Metin bölümü:
........
Mimarlık bienalleri mimarlık mesleğine ışık tutacak açılımları ortaya çıkartmak ve bunları tartışmaya açarak görünür kılmak adına önemli buluşma noktalarıdır.
Türkiye’de de ilk defa 2011 yılında düzenlemeye başladığımız Uluslararası Antalya Mimarlık Bienali mimarlık mesleğinde kavramsal, kuramsal yaklaşımları gündeme taşıması kadar deneysel mimarlık başlığı altında çeşitli mimari ve mekansal uygulamalarla da kendinden söz ettirmiş ve mesleğe katkıda bulunarak mimarlık tartışmalarına sahne olmuştur.
Bu sene Uluslararası 2013 Antalya Mimarlık Bienali “Şablon” teması çerçevesinde gerçekleşmektedir. Deneysel Mimarlık İşleri Uluslararası Antalya Mimarlık Bienali’nin önemli bir alt açılımı olup, şablon temasına bağlı olarak üretilmiş işlerle deneysel uygulama ayağını oluşturmaktadır. Kapsamında mimarların kente ve mekana dair, “yer” ile ilişki kuran deneysel çalışmaları kent içerisinde halk ile birebir etkileşimi sağlayacak biçimde seçilen önemli noktalarda sergilenerek bu mekanlar aracılığı ile mimarlık ve kente dair tartışmaların gündeme getirilmesine imkan vermeyi hedeflemektedir.
........
Alıştırma: Yukarıdaki Antalya Mimarlık Bienali metnini son cümlesinden sonra gelecek biçimde sürdürün.
........
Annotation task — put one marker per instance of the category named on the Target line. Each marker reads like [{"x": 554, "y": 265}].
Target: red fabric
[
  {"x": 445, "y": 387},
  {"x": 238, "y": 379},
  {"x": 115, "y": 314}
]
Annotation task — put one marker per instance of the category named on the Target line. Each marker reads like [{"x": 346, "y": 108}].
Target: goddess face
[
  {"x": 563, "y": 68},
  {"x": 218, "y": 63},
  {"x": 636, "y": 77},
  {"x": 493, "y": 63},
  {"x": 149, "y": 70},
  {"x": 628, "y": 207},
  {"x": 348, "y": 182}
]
........
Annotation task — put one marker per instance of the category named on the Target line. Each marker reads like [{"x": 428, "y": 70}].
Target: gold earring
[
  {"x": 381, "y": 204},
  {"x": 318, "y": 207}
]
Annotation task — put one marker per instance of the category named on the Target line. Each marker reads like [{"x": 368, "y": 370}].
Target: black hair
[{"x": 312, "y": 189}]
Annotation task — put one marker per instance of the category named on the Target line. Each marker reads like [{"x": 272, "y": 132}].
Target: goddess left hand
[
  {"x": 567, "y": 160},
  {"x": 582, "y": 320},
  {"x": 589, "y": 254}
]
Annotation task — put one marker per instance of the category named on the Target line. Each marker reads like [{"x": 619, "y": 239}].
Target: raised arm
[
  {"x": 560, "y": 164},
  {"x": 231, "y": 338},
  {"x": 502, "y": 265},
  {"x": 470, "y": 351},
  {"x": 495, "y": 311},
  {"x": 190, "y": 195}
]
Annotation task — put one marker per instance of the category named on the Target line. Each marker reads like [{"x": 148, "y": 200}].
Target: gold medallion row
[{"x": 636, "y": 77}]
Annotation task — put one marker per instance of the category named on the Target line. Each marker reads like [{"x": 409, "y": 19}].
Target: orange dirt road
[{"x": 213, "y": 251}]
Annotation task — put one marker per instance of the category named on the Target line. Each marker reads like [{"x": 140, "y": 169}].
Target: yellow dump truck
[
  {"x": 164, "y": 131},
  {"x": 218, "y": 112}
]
........
Sonuç:
Deneysel Mimarlık İşleri, “Şablon / Template” teması doğrultusunda ulusal ve uluslarası güncel mimarlık işlerinin ve kentsel üretimlerin, içerisinde yer aldıkları mekân ve zaman diliminde ilişkilerini belirginleştirirken, ‘şimdi’lerini güncelleyerek, 2. Uluslararası Mimarlık Bienali Antalya – 2013 kapsamında deneysellik üzerinden mekânsal kurguların oluşturulmasını amaçlamıştır. Bu anlamda bireysel veya grup olarak, kentle ilişkili tüm disiplinlerden katılıma açık olarak seçilen Deneysel Mimarlık İşlerinin yeni düşünce ve üretme biçimleriyle ortaya konulması, farklı bakış açılarıyla Şablon / Template” temasının Şablon [şimdi] / Template [now] güncelliği ile deneysellik bağlamında ele alınması beklenmiştir.
Deneysel Mimarlık İşlerinin sürecine baktığımızda bu sürecin bir kaç adımdan oluştuğunu söylemek mümkün. Bunlardan ilkini seçim aşaması oluşturmakta.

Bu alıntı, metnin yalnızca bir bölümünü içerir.